*Selected text*
Young people in contact with treatment services falls again: latest OHID report
27 January, 2022
The Young people's substance misuse treatment statistics 2020 to 2021: report has just been published by @OHID
The office for Health Improvement & Disparities (OHID) has published its 20/21 report on the substance use treatment of young people.
Between April 2020 - March 2021, there were 11,013 young people up the age of 17 in contact with alcohol and drug services in the UK. This equates to a 23% reduction from the previous year (14,000+), and an overall 55% reduction over the last 13 years.
The role of the pandemic
OHID have acknowledged the likelihood that coronavirus contributed significantly to this large reduction in commencing treatment for substance use. The closure of schools and reduction in face-to-face contact with regular services subsequently limited the opportunities for young people to refer into, or be referred into services. Despite this, however, social care services remained the most common route into treatment.

*Task description*
In the report on young people in substance misuse treatment, repeat the part that opens with the words containing "Between April 2020" and closes with "route into treatment.".

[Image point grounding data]
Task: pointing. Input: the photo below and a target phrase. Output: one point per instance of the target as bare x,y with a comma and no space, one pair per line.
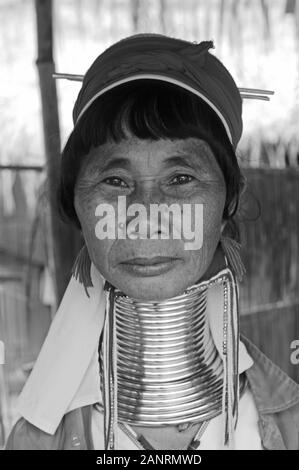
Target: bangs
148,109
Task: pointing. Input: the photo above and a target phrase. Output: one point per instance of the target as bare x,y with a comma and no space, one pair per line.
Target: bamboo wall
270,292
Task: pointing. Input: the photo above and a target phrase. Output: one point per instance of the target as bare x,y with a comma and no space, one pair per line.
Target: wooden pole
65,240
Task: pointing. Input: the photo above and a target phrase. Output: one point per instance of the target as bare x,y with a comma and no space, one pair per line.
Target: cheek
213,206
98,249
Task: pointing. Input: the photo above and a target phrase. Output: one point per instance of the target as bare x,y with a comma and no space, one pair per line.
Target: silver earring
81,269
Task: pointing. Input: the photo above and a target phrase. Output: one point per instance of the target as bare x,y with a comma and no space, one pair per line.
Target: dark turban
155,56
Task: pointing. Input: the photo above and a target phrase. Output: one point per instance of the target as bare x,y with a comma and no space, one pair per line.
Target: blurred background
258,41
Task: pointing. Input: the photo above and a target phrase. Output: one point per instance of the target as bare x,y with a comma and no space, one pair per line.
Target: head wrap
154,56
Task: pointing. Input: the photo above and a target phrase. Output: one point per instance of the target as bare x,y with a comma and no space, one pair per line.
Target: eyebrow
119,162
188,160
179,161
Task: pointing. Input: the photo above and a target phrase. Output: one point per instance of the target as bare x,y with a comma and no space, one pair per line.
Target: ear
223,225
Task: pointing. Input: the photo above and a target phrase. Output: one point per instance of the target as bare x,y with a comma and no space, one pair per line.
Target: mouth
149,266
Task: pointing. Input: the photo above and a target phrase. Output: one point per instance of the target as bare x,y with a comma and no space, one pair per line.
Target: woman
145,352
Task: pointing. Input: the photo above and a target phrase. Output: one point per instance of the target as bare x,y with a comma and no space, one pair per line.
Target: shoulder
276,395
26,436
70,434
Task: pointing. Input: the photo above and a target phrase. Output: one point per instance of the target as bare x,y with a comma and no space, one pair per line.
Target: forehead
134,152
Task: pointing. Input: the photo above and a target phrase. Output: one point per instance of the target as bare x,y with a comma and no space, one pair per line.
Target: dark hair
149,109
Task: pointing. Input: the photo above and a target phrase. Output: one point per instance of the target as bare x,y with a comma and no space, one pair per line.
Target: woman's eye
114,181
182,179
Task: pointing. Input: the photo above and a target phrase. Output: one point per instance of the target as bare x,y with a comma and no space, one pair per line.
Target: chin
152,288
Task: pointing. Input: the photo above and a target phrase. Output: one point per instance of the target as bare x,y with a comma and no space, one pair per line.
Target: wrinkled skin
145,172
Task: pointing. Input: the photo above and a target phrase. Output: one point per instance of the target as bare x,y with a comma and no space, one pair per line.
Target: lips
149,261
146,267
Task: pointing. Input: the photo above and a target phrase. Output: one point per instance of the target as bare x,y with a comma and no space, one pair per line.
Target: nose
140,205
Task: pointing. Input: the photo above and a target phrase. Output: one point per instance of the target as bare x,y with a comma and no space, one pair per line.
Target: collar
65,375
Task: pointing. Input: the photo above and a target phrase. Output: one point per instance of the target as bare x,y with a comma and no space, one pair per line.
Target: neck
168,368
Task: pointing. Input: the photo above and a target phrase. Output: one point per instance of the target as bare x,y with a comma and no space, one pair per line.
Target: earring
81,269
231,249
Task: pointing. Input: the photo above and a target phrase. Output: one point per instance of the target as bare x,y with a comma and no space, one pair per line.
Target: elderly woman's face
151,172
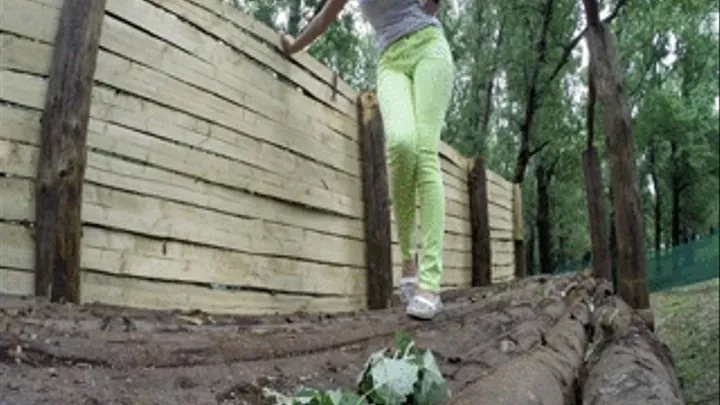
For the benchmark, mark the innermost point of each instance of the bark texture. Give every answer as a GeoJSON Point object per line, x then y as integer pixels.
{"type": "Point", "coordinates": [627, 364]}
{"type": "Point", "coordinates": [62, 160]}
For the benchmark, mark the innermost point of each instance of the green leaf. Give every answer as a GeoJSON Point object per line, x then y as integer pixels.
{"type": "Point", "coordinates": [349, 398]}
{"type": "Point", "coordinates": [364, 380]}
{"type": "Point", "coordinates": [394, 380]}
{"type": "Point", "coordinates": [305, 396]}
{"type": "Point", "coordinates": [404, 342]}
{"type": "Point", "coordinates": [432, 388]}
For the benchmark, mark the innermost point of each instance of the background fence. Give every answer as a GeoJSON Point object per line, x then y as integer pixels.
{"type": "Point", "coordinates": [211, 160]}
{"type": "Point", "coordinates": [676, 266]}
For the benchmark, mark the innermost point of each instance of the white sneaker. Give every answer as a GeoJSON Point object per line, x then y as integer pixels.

*Task response*
Between April 2020 - March 2021, there were 11,013 young people up the age of 17 in contact with alcohol and drug services in the UK. This equates to a 23% reduction from the previous year (14,000+), and an overall 55% reduction over the last 13 years.
The role of the pandemic
OHID have acknowledged the likelihood that coronavirus contributed significantly to this large reduction in commencing treatment for substance use. The closure of schools and reduction in face-to-face contact with regular services subsequently limited the opportunities for young people to refer into, or be referred into services. Despite this, however, social care services remained the most common route into treatment.